:: Excerpt to read
[Intel-gfx] [PATCH 17/32] drm/i915: Remove the lazy_coherency parameter from request-completed?

Mon Jan 4 09:28:32 PST 2016

On 04/01/16 14:20, Chris Wilson wrote:
> On Mon, Jan 04, 2016 at 02:09:53PM +0000, Dave Gordon wrote:
>> On 04/01/16 13:02, Dave Gordon wrote:
>>> On 04/01/16 11:26, Chris Wilson wrote:
>>>> On Mon, Jan 04, 2016 at 11:16:04AM +0000, Dave Gordon wrote:
>>>>> On 14/12/15 15:11, Chris Wilson wrote:
>>>>>> On Mon, Dec 14, 2015 at 02:59:30PM +0000, Tvrtko Ursulin wrote:
>>>>>>>
>>>>>>> Hi,
>>>>>>>
>>>>>>> On 11/12/15 11:33, Chris Wilson wrote:
>>>>>>>> Now that we have split out the seqno-barrier from the
>>>>>>>> engine->get_seqno() callback itself, we can move the users of the
>>>>>>>> seqno-barrier to the required callsites simplifying the common
>>>>>>>> code and
>>>>>>>> making the required workaround handling much more explicit.
>>>>>>>
>>>>>>> What bothers me about this patch, and the one preceding it, is that
>>>>>>> I don't see a tangible improvement for the programmer who still has
>>>>>>> to know when to read the seqno and when to "read it harder, read for
>>>>>>> real".
>>>>>>
>>>>>> In earlier patches, I called it irq_barrier.
>>>>>>
>>>>>> It's not reading it harder. It's just that there is a ordering issue
>>>>>> with receiving an interrupt and the seqno write being visible.
::::
Continue the mailing-list thread about removing the lazy_coherency parameter from the i915 request-completed check, picking up right after its last quoted line.
:: Data lines
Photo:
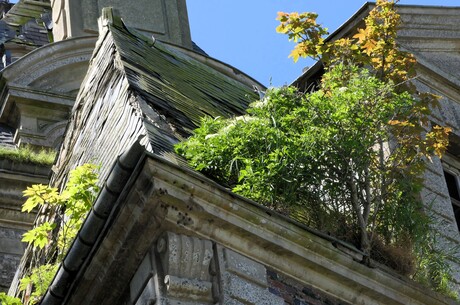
::::
Exercise output:
>>>>>>
>>>>>>> Barrier in this sense has a relation to the state of things but
>>>>>>> somehow feels too low level to me when used from the code. But to be
>>>>>>> fair I am not sure how to better define it.
>>>>>>>
>>>>>>> Would ring->get_seqno paired with ring->read_seqno perhaps make
>>>>>>> sense? Implementation for ring->read_seqno would just be a flush
>>>>>>> followed by ring->get_seqno then. Or maybe keep the barrier and add
>>>>>>> ring->read_seqno which would be ring->seqno_barrier +
>>>>>>> ring_get_seqno?
>>>>>>
>>>>>> No.
>>>>>> -Chris
>>>>>
>>>>> We could instead put the knowledge about whether and how to read
>>>>> "for real" inside the read-the-seqno function. For example:
>>>>
>>>> You do appreciate the irony that you are on the reviewer list for patches
>>>> that do that?
>>>>
>>>> http://cgit.freedesktop.org/~ickle/linux-2.6/commit/?h=breadcrumbs&id=34409f2d965001d7d63f21a1c5339b07eed6af34
>>>
>>> No, I haven't got as far as that one, since it was posted over a week
>>> after the message at the head of this thread. Anyway, I still can't see
>>> in that patch anything equivalent to what I described above.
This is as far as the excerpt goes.